Document section:
"""

Why Bequia? This charming Caribbean island still feels like a secret. Artists and writers thrive in its little communities, fueled by the colorful tropical life surrounding them. But since the island is quite small (only 7 square miles), big industry and mega-resorts have blessedly left Bequia alone. We chose this island for those of you who are pure dreamers — those who aren’t looking for glitz and glamour but for a flower-filled Caribbean garden where you can set up a canvas and paint a free life.
Life of an Expat “This island still retains the color and adventure of the Old Caribbean, not over run by ‘modern conveniences,'” says Julie Savage Lea, an established Virginia artist now living in Bequia. “It’s full of wonderful, magical stories and ancient things. Everyone who comes here falls in love.” Julie’s love affair with Bequia began about 30 years ago. She, husband Douglass and sons Benjamin & Zachary were on a sailing trip around the Caribbean on a 38-foot ketch named Ishtar.
“We did a full-moon sail, and we reached the channel between St. Vincent and Bequia right about first light,” Julie says. “Something happened in this trip across the channel. The stars, the wind, the water — it was just magic.” Once they set anchor, Julie got her first look at the island scenes that would later be the subject of dozens of sketches and paintings. “All this movement was going on right at dawn. I could see women balancing loads on their heads. Even the fishing boats were all lined up on the beach. I pulled out my watercolors and started painting. I just never stopped.”
The family returned to Bequia again and again for the next three decades. “I’d come down and just paint my heart out,” she says. “Every time I came back I would see it in a much different way — the intense color and variety and strangeness of the plant life, the trees, the sunlight, the clouds.” In 1999, a collection of Julie’s paintings were published in a book, Bequia Reflections. She also receives commissions from homeowners, local hotels and restaurants, and she exhibits work in her studio, Mango Tree Cottage. “Since I’ve been down here and painting what I love, my career is just soaring,” says Julie.
In 2005, Julie and Douglass, a retired writer, moved to the island full time, trading their 200-year old house in Waterford, Virginia, for a 1960s Frank Lloyd Wright-style home they call ZeeBreeze. “We’re way high over Spring Bay, with its beautiful turquoise water, and I can see the ocean,” Julie says. “I just throw my hands up in the air and sing the praises. Then I go down to my studio in Port Elizabeth, and I’m in the West Indies — goats in the road, everybody’s smiling. I go to my cottage, turn on classical music and paint away. It’s a Gauguin experience.”
Facts of Life
- Climate: Tropical
- Population of island: 4,696
- Percentage expats: 7 percent
- Population of main town, Port Elizabeth: 2,500
- House starting price: Mid $200,000s
- Travel from US: Fly to Barbados, then an hour flight to Bequia.
- Closest hospital: Port Elizabeth
- Price of local beer: $1.50 for a Hairoun
- Language: English
- Ease of immigration: Medium
- Ease of buying a home: Medium
- Website: bequiatourism.com
- $ Three-bedroom cottage with a fruit tree garden, 100 yards from Friendship Bay beach: $320,000.
- $$ Four-bedroom house with pool and panoramic view of Admiralty Bay: $750,000.
- $$$ Three-building villa with gardens and infinity-edge pool: $1.5 million.

"""

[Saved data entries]
"""

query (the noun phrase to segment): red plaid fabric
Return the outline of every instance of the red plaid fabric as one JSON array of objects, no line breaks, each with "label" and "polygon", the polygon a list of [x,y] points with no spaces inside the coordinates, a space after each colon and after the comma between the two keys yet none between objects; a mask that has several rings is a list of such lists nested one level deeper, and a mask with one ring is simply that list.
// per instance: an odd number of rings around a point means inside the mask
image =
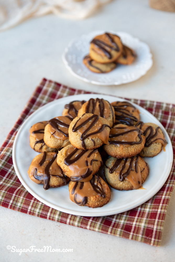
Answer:
[{"label": "red plaid fabric", "polygon": [[[40,107],[54,99],[88,92],[43,79],[0,149],[0,205],[46,219],[158,246],[175,180],[174,160],[166,183],[153,197],[131,210],[104,217],[75,216],[52,208],[29,193],[16,175],[13,166],[12,148],[17,133],[25,119]],[[174,156],[175,105],[150,101],[128,100],[143,107],[161,122],[172,141]]]}]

"""

Exercise brief:
Repeat word for word the passage of the Bequia article from "- $$ Four-bedroom" to "pool: $1.5 million.".

Output for this exercise:
- $$ Four-bedroom house with pool and panoramic view of Admiralty Bay: $750,000.
- $$$ Three-building villa with gardens and infinity-edge pool: $1.5 million.